_DATA ENTRIES_.
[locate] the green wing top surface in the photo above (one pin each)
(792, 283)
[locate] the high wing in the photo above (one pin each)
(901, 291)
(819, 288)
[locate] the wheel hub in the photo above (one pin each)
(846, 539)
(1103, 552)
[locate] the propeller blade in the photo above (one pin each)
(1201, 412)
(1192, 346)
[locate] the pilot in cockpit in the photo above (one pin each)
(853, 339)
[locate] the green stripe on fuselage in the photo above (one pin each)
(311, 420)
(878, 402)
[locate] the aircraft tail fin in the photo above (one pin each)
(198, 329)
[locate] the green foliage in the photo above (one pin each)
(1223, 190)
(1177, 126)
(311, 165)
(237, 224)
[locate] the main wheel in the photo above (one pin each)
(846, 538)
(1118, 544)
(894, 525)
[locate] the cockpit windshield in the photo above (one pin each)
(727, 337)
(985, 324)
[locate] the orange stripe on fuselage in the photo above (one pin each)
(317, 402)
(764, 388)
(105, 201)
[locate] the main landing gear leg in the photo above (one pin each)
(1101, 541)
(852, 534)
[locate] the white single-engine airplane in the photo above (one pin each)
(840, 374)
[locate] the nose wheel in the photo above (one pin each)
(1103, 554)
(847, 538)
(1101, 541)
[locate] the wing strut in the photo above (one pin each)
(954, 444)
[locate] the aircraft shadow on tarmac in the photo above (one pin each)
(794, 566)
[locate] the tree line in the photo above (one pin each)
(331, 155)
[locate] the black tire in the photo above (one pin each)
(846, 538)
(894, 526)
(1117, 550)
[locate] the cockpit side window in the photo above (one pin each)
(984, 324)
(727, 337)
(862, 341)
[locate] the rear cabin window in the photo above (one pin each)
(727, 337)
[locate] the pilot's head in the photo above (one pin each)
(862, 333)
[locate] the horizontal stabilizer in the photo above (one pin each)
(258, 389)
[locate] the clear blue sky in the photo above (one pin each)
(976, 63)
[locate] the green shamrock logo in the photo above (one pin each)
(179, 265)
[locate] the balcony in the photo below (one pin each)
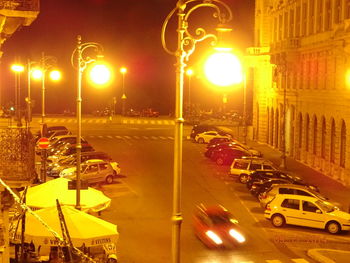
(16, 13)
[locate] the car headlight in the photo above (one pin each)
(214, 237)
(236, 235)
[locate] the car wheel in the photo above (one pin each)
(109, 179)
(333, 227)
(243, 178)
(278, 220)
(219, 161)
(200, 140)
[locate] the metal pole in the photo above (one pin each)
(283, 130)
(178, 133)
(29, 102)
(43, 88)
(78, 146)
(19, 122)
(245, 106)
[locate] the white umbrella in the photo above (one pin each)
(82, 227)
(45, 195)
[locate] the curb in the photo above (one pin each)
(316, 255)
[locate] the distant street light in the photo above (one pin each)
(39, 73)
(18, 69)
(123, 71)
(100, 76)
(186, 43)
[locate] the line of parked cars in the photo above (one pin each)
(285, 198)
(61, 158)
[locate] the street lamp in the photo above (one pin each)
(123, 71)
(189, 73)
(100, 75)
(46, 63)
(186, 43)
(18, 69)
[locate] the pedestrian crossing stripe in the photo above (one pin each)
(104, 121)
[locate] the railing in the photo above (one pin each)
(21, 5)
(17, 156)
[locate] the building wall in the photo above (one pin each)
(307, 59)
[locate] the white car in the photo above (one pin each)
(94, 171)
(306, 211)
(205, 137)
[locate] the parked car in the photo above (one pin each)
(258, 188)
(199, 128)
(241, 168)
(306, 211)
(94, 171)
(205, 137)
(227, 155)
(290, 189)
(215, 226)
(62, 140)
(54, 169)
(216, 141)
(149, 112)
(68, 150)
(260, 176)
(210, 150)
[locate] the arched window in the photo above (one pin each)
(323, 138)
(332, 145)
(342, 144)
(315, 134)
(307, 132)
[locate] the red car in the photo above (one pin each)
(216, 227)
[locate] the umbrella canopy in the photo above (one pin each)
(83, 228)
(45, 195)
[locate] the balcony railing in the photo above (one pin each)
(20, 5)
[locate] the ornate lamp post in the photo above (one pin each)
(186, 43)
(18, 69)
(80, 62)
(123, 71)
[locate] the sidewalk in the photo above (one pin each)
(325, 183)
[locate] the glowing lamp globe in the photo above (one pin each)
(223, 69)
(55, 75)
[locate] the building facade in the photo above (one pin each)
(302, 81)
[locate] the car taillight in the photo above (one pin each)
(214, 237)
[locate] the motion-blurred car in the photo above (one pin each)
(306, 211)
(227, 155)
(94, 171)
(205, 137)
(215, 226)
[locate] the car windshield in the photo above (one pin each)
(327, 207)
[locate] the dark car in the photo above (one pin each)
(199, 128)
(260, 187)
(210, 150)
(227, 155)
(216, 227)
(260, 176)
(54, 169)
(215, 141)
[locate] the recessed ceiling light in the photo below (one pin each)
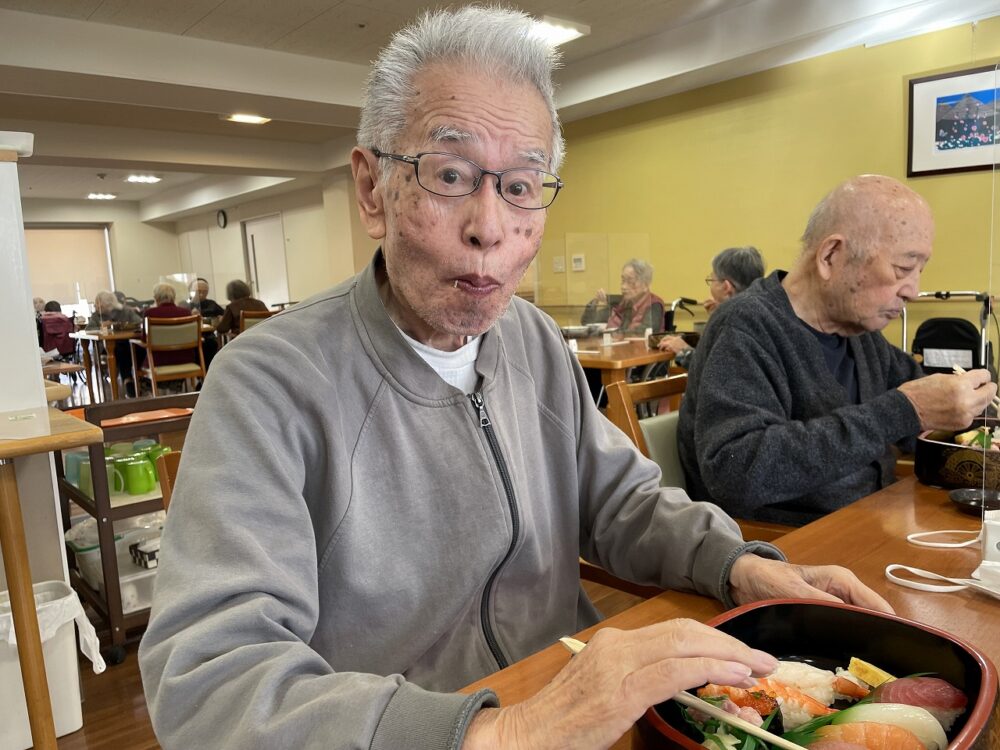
* * *
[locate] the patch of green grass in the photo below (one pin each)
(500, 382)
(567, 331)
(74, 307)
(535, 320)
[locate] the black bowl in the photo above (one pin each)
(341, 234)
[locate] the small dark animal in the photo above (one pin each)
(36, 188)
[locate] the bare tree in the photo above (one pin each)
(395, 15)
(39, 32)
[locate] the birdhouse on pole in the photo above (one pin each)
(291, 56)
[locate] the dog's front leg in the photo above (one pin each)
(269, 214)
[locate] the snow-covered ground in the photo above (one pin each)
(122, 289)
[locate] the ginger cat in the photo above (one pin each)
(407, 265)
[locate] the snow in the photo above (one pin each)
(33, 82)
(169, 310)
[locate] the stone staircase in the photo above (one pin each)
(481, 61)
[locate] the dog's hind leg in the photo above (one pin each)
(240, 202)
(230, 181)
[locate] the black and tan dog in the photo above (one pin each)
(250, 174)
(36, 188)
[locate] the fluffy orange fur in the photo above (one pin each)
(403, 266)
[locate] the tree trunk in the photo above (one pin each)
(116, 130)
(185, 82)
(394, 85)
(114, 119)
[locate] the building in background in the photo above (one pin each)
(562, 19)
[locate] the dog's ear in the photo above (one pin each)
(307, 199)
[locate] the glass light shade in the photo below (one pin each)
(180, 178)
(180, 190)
---
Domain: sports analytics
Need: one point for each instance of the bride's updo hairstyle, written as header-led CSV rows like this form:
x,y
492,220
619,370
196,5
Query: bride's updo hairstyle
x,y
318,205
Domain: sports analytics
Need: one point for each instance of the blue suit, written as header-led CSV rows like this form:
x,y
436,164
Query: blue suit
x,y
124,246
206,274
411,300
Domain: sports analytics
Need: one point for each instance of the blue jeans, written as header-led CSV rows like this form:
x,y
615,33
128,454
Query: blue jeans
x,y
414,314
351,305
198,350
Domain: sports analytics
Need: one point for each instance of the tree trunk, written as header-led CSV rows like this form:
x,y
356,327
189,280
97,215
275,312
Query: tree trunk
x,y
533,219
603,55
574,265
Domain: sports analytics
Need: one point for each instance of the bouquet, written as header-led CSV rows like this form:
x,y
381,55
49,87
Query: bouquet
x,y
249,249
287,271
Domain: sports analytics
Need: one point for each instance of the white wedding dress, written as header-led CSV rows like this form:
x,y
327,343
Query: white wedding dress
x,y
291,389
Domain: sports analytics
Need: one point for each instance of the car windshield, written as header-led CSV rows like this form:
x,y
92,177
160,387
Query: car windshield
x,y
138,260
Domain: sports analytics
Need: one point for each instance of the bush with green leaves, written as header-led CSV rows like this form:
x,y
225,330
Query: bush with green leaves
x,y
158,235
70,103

_EXERCISE TASK_.
Tally the lines in the entries above that contain the string "jeans". Case matters, so reply with the number alone.

_FINISHED TASK_.
2